→ **Task description**:
Write out the entries below exactly, but only from the line containing "petal with a single marker." through the line containing "Target: white foam", and without the pictures.

[Data excerpts]
►

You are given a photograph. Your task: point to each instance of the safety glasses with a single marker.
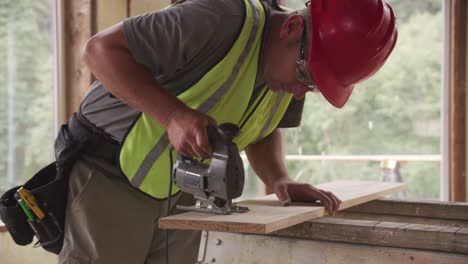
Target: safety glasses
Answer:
(302, 71)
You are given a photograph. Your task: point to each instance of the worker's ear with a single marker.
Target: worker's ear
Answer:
(292, 27)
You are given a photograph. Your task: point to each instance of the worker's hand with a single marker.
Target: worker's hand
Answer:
(187, 131)
(289, 191)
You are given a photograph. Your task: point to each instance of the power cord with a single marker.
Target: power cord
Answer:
(169, 195)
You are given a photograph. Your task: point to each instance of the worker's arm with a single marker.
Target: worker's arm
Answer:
(267, 159)
(109, 58)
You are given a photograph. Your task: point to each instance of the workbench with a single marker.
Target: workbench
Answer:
(380, 231)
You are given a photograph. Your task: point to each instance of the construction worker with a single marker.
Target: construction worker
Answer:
(163, 77)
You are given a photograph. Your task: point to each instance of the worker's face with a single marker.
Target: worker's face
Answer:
(289, 73)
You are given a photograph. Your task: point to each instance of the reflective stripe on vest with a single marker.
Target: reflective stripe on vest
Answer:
(223, 93)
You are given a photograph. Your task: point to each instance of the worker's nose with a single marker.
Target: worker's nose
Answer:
(299, 92)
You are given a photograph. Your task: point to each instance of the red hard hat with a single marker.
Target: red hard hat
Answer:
(351, 39)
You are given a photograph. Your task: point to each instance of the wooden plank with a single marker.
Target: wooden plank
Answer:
(457, 105)
(78, 26)
(110, 12)
(434, 209)
(242, 248)
(377, 233)
(266, 214)
(402, 219)
(138, 7)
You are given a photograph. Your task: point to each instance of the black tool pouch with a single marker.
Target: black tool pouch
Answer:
(50, 188)
(50, 192)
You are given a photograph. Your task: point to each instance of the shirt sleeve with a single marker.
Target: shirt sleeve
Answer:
(173, 39)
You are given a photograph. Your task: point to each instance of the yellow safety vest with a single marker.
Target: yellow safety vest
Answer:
(223, 93)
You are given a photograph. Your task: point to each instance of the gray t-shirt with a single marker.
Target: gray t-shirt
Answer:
(178, 45)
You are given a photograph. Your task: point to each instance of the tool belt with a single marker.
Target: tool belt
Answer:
(49, 186)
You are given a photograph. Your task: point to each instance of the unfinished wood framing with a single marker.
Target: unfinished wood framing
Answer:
(441, 210)
(242, 248)
(266, 214)
(457, 100)
(78, 26)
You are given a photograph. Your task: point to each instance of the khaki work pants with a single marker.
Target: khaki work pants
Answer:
(110, 222)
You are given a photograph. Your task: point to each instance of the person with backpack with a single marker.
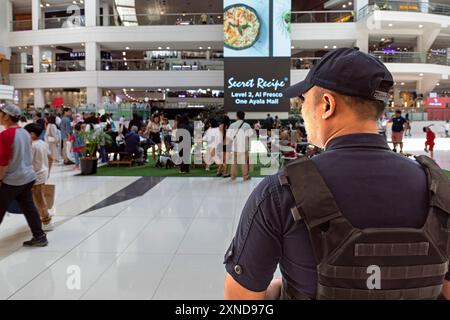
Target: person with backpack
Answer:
(17, 176)
(334, 224)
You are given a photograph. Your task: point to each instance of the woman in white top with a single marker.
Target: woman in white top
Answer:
(154, 130)
(167, 131)
(53, 138)
(213, 138)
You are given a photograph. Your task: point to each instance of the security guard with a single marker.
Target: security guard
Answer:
(356, 222)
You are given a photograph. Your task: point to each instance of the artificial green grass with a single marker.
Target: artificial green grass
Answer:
(149, 170)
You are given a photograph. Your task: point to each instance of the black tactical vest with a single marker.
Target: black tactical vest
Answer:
(371, 264)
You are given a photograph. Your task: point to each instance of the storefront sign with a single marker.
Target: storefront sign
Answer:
(257, 40)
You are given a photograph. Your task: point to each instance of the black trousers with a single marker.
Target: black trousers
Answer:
(24, 198)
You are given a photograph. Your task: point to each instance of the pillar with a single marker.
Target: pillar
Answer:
(92, 55)
(39, 100)
(94, 96)
(36, 13)
(36, 59)
(106, 14)
(91, 10)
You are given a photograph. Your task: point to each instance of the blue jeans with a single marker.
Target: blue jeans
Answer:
(77, 156)
(102, 152)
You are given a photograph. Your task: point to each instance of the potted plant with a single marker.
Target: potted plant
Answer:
(93, 139)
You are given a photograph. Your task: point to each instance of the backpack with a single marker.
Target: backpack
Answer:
(371, 263)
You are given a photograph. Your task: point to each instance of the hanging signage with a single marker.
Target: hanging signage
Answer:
(257, 41)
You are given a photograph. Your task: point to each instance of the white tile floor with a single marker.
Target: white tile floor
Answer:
(167, 244)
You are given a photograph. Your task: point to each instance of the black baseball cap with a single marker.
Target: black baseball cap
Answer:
(347, 71)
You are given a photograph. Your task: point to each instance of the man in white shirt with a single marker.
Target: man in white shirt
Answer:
(238, 137)
(42, 163)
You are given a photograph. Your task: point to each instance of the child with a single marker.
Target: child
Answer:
(77, 145)
(429, 143)
(42, 164)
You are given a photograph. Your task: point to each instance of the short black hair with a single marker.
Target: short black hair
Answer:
(34, 128)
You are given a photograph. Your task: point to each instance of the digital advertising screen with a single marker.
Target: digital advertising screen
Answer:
(257, 41)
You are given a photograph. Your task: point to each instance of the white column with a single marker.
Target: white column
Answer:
(92, 55)
(36, 13)
(362, 41)
(39, 100)
(36, 59)
(9, 15)
(94, 96)
(106, 14)
(91, 10)
(359, 4)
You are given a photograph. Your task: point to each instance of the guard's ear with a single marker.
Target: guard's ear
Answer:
(329, 106)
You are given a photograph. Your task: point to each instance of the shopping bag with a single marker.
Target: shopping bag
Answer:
(49, 194)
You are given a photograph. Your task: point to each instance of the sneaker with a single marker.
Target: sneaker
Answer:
(48, 227)
(39, 242)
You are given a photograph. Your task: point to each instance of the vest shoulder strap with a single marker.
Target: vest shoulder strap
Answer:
(315, 203)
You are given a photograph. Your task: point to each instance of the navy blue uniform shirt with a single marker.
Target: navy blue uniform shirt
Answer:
(373, 187)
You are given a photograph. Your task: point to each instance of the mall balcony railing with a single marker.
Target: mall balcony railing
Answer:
(160, 19)
(158, 65)
(15, 68)
(64, 66)
(303, 63)
(405, 6)
(21, 25)
(411, 57)
(329, 16)
(62, 22)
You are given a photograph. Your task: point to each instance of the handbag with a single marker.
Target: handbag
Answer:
(49, 194)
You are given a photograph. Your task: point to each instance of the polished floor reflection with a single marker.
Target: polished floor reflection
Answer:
(166, 241)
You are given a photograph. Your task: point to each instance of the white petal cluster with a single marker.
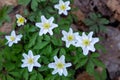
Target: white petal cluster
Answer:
(86, 42)
(13, 38)
(30, 61)
(63, 7)
(20, 20)
(46, 25)
(70, 38)
(59, 66)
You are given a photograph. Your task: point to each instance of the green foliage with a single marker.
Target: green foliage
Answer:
(46, 46)
(4, 14)
(96, 22)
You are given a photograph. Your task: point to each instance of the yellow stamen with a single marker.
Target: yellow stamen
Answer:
(60, 65)
(70, 37)
(46, 25)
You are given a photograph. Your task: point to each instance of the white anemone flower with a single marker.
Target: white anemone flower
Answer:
(46, 25)
(63, 7)
(70, 37)
(30, 61)
(86, 42)
(20, 20)
(59, 66)
(13, 38)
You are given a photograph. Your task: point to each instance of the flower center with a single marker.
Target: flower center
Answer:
(21, 20)
(12, 38)
(70, 37)
(60, 65)
(46, 25)
(86, 42)
(63, 7)
(30, 61)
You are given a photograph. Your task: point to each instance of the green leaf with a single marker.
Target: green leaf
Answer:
(103, 21)
(81, 63)
(90, 67)
(41, 45)
(95, 55)
(62, 51)
(9, 66)
(4, 11)
(43, 68)
(32, 40)
(54, 53)
(33, 77)
(15, 74)
(34, 5)
(10, 78)
(56, 41)
(39, 76)
(24, 2)
(46, 37)
(98, 62)
(25, 74)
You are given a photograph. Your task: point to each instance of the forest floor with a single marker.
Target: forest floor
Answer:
(110, 9)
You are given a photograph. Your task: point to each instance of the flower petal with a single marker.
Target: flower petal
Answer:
(95, 40)
(13, 33)
(54, 72)
(37, 64)
(56, 59)
(30, 54)
(38, 25)
(62, 58)
(85, 51)
(18, 16)
(65, 72)
(51, 65)
(23, 65)
(30, 67)
(43, 19)
(68, 64)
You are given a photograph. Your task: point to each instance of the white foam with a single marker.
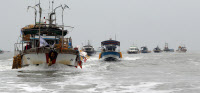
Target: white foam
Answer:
(31, 89)
(132, 58)
(144, 87)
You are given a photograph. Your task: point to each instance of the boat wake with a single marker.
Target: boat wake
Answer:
(131, 58)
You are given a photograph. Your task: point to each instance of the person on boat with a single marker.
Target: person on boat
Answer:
(52, 57)
(28, 46)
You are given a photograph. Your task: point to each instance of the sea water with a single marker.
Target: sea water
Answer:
(135, 73)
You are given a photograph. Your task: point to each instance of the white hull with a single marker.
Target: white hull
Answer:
(34, 59)
(111, 57)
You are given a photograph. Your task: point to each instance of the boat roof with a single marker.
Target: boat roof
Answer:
(87, 46)
(133, 47)
(112, 42)
(44, 30)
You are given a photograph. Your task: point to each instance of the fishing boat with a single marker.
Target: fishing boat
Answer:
(133, 50)
(181, 49)
(144, 49)
(166, 48)
(44, 43)
(1, 51)
(157, 50)
(89, 49)
(110, 51)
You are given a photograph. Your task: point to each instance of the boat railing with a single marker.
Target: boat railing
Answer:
(17, 49)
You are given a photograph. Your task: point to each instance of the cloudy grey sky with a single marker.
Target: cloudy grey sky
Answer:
(143, 22)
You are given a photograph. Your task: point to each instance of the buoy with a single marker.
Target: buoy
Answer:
(120, 54)
(17, 62)
(99, 55)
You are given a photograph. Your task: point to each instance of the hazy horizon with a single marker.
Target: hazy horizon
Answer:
(142, 22)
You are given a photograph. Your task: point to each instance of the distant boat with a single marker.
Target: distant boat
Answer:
(181, 49)
(89, 49)
(133, 50)
(110, 52)
(166, 48)
(157, 50)
(145, 50)
(1, 51)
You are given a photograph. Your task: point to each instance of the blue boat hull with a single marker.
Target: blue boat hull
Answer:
(110, 56)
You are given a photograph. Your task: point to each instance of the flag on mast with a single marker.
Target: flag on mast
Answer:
(43, 42)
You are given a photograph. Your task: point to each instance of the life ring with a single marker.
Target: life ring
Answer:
(52, 57)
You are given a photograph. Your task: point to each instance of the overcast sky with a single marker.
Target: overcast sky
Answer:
(142, 22)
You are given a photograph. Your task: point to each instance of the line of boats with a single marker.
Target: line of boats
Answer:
(44, 43)
(144, 49)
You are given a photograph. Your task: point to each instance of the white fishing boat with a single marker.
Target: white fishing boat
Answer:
(110, 51)
(181, 49)
(133, 50)
(44, 43)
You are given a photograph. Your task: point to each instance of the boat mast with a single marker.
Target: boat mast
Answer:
(40, 11)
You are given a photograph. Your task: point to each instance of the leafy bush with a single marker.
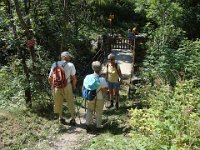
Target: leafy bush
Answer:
(172, 122)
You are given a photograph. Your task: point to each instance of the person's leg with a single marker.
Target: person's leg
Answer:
(69, 97)
(58, 102)
(111, 94)
(89, 113)
(99, 112)
(117, 85)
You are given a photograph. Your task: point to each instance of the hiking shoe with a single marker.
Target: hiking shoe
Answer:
(72, 122)
(62, 120)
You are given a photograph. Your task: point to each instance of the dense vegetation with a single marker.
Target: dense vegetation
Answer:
(170, 118)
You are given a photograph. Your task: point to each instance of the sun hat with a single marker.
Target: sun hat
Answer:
(66, 54)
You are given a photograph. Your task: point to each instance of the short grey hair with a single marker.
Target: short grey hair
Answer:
(65, 54)
(96, 66)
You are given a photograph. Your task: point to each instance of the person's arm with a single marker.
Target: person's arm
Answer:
(74, 82)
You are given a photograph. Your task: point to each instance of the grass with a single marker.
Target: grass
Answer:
(22, 128)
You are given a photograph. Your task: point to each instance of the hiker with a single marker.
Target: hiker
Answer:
(65, 92)
(96, 105)
(131, 36)
(114, 78)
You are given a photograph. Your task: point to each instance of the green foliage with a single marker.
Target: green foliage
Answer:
(172, 122)
(11, 93)
(22, 129)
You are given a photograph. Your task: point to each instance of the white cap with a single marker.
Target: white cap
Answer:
(66, 54)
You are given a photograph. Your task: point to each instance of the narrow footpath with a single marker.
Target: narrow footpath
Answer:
(74, 137)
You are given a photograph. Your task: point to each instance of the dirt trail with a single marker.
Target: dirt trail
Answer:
(75, 137)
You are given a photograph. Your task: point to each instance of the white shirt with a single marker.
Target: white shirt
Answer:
(103, 84)
(69, 69)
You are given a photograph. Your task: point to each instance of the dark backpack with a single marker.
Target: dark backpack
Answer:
(91, 92)
(59, 79)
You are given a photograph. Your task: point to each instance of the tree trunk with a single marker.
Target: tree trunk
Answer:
(29, 35)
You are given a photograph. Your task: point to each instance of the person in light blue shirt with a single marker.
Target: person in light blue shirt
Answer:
(96, 105)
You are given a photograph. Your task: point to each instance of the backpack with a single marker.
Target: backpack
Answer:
(89, 90)
(59, 79)
(107, 69)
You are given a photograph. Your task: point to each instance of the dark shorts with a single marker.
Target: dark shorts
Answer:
(113, 85)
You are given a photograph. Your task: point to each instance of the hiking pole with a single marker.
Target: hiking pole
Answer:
(77, 107)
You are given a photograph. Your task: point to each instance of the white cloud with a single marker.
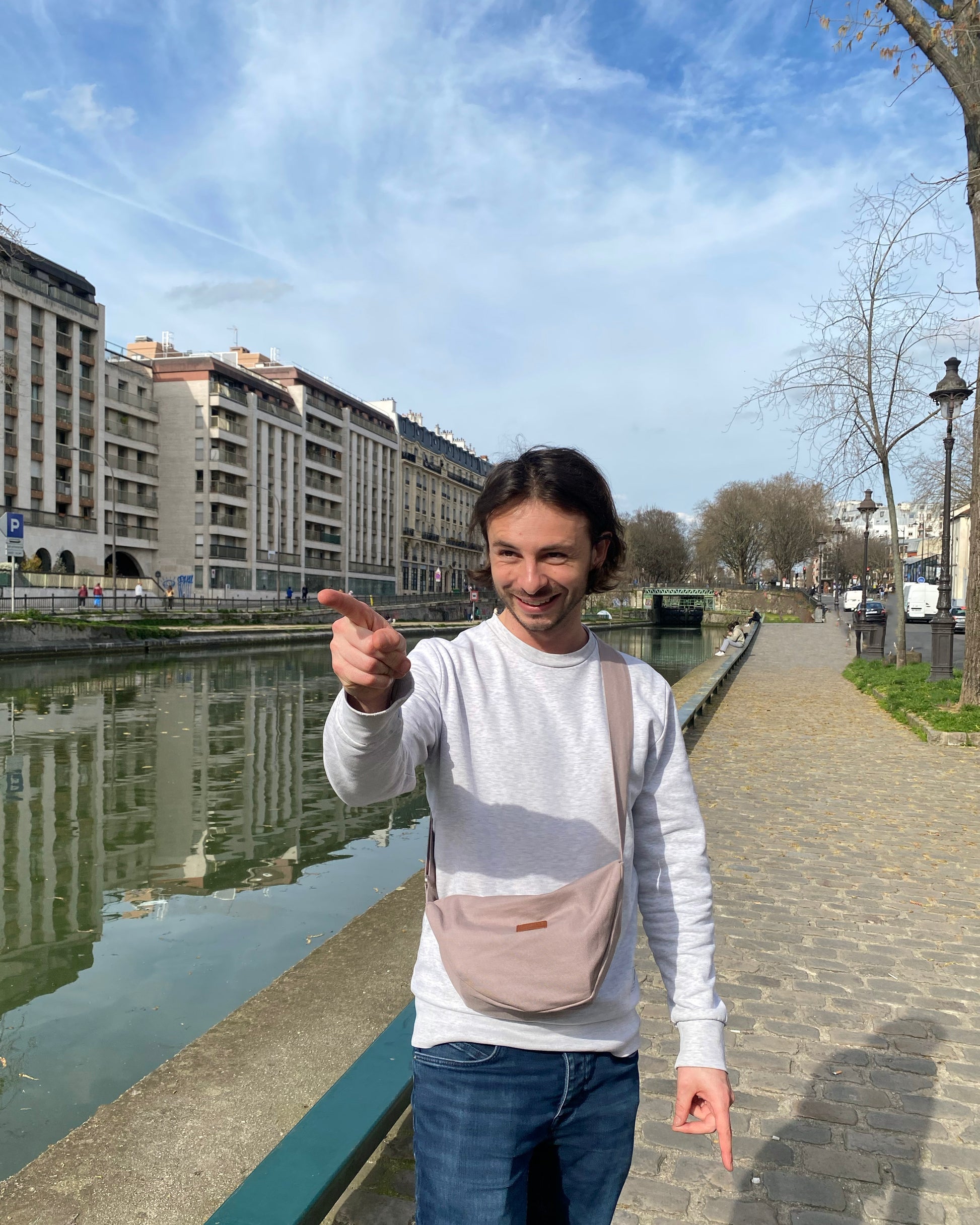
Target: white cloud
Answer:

◄

→ **Written answer**:
You are given a photograph. Your task: point to each instance of the flower petal with a single marker.
Target: flower petal
Answer:
(95, 40)
(13, 33)
(54, 72)
(37, 64)
(56, 59)
(30, 54)
(38, 25)
(62, 58)
(85, 51)
(18, 16)
(65, 72)
(51, 65)
(23, 65)
(30, 67)
(43, 19)
(68, 64)
You are given a photograph. Your task: point to each instance of the white foam with a single marker.
Target: white foam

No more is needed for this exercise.